En la noche electoral, triste de champán caliente para tantos, yo creo que sólo hubo dos líderes con felicidad plena, casi infantil, que fueron Sánchez y Otegi. Otegi parecía un chiquillo todavía encendido por el azúcar de las golosinas a la hora de estar en la cama, y en el PSOE bailaban todos como en la boda de Tamara Falcó, con esa inconsciencia del niñateo o quizá de la clase. No se nos han quedado precisamente un país y un panorama para arrancarse a bailar, pero seguramente existe una distancia de clase o de condición con la realidad que pone igual a sanchistas y a marquesitas de vainilla a bailar la Macarena, o lo que sea, en mitad de un incendio que les parece decorativo, como el de una pérgola en una fiesta. Mientras Sánchez baila (no ha dejado de bailar en estos años, incluso bailaba en las escaleras del Congreso, como Fred Astaire con musical de ujieres), ese Otegi que brillaba como unos mofletes llenos de caramelos ya le ha dado el sí, aunque ha dejado las cosas claras: “No pueden depender de los independentistas y dejar de lado la vertebración territorial”. 

Sánchez baila y Puigdemont pide amnistía y referéndum, o sea lo pide todo porque ahora quizá está pensando que Sánchez lo puede todo, que la legalidad, como la lógica, no es obstáculo para Sánchez. Sánchez baila y Otegi, hermanado en la alegría y en el antifascismo aun en la distancia, como gemelitos, de momento no exige pero le recuerda a Sánchez su servidumbre, su sitio, que es como el de un bailarín zumbón que aún tiene que ganarse las monedas. Otegi, que usa los eufemismos de los siniestros, llama “vertebración territorial” al chantaje independentista, igual que llamaba “negociación” a los tiros. Pero esto no es perverso porque se rompa la España de mármol o de pasta, que eso es una superstición igual que la Euskal Herria de los palafitos y la Cataluña merovingia. Es perverso porque se rompen los principios de soberanía, de igualdad y de legalidad, y es así incluso aunque no se llegue a la secesión, sólo a la consideración de sus territorios como islas exentas de derecho, de Estado, que es lo que ocurre ya de hecho en Cataluña y en muchos lugares de Euskadi. Todo este espanto y todo este argumentario, como ven, suena antiguo, pero ahí está el error.

- Tareas por hacer -
- A) Según la columna, ¿con qué expresión llama Otegi al chantaje independentista?
- B) Enumera los principios que, según la columna, se rompen.
El listado es material independiente y no tiene relación con la columna.

Filas de un conjunto de datos de señalamiento:
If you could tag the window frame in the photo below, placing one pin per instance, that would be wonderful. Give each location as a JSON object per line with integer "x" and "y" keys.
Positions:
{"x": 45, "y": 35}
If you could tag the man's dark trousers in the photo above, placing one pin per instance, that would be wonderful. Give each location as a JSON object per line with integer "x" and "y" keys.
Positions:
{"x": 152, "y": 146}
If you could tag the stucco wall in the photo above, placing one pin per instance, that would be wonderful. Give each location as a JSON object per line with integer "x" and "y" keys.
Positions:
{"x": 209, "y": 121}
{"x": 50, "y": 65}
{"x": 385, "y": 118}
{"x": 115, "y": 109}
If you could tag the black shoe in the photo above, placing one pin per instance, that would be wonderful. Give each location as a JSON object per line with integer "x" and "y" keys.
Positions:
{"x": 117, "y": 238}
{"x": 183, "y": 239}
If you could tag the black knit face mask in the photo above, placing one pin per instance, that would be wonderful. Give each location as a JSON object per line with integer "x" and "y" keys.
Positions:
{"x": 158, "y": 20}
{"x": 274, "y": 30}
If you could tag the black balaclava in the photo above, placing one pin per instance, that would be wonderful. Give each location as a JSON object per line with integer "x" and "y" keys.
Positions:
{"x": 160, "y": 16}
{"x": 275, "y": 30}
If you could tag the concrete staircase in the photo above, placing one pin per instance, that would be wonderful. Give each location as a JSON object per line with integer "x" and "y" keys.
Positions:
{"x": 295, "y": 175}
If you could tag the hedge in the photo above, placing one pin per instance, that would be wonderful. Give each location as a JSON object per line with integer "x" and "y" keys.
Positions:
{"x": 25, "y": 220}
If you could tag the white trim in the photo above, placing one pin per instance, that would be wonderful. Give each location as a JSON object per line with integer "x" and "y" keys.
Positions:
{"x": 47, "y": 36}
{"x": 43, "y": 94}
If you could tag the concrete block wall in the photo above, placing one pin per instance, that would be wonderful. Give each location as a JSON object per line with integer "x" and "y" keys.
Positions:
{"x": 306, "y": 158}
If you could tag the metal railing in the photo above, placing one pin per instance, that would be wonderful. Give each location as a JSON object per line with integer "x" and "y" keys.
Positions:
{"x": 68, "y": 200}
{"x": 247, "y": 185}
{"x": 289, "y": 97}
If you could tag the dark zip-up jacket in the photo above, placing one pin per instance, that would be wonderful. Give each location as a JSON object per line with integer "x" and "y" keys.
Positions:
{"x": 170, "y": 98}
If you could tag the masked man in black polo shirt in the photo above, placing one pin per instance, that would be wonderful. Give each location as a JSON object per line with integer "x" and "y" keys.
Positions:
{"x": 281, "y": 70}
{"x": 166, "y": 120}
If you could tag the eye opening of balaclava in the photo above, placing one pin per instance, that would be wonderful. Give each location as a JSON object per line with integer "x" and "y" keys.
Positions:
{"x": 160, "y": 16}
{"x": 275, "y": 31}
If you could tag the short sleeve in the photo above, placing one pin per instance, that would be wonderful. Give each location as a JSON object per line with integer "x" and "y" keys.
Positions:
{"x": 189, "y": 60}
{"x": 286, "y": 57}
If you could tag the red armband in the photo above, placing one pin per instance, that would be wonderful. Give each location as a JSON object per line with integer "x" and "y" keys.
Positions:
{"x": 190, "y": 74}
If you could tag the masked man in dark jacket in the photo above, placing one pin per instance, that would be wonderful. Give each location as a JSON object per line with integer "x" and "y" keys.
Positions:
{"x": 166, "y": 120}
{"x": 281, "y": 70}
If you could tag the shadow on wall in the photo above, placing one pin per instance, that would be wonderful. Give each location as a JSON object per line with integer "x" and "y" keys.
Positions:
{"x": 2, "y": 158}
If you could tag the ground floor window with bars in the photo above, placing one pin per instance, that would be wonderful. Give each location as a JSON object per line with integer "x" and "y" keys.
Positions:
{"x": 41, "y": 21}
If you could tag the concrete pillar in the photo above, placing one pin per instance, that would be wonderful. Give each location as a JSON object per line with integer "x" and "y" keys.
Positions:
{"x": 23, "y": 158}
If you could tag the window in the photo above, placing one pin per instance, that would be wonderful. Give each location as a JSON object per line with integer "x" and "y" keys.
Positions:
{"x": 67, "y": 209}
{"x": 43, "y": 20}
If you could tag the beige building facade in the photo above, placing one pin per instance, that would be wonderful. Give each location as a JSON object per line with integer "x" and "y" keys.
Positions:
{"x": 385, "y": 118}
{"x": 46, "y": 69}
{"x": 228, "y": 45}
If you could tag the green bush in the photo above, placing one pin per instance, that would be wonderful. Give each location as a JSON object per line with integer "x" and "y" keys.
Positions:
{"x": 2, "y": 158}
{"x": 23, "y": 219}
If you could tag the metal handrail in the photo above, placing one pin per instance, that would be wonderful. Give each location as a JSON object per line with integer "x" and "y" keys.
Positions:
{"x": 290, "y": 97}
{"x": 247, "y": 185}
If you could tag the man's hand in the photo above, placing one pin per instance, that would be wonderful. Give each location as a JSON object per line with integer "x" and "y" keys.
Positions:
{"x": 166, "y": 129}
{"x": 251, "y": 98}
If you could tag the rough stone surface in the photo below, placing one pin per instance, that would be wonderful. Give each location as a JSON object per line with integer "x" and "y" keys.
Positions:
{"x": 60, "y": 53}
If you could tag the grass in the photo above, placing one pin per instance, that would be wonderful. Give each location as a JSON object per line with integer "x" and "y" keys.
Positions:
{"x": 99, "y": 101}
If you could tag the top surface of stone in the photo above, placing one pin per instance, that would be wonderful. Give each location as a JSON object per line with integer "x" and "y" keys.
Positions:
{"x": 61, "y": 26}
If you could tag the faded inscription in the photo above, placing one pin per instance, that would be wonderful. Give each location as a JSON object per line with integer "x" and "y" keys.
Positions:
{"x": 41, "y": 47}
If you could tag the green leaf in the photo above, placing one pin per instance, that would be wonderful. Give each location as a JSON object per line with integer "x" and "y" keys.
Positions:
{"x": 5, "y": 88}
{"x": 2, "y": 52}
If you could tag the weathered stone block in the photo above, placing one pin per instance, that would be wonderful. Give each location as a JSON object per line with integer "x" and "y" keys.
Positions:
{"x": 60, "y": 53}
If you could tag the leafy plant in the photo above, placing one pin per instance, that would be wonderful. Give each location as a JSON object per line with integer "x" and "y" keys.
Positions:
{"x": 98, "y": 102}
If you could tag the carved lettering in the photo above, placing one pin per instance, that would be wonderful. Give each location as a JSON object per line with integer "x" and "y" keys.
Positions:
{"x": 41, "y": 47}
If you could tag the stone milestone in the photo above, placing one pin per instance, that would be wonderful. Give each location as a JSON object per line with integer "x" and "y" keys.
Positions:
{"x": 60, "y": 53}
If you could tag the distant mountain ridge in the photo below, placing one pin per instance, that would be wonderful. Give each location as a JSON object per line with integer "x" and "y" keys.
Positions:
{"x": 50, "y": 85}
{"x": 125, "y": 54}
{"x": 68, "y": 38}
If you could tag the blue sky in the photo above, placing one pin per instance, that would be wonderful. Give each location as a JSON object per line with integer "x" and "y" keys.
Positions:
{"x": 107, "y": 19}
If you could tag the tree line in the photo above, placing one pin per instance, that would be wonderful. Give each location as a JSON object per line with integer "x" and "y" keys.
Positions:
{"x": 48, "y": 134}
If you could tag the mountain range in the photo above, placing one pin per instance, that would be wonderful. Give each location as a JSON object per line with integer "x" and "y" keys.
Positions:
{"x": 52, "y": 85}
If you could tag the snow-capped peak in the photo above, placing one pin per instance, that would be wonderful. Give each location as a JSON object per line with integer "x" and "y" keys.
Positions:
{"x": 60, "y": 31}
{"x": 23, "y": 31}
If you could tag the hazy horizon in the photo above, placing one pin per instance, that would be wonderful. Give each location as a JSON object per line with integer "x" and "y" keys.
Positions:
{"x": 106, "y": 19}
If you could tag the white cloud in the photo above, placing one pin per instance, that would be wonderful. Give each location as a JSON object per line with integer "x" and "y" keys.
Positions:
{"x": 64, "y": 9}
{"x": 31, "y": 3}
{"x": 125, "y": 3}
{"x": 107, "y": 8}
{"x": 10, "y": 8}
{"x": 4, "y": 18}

- Conjunto de respuestas -
- A) Lo llama "vertebración territorial".

- B) Soberanía, igualdad y legalidad.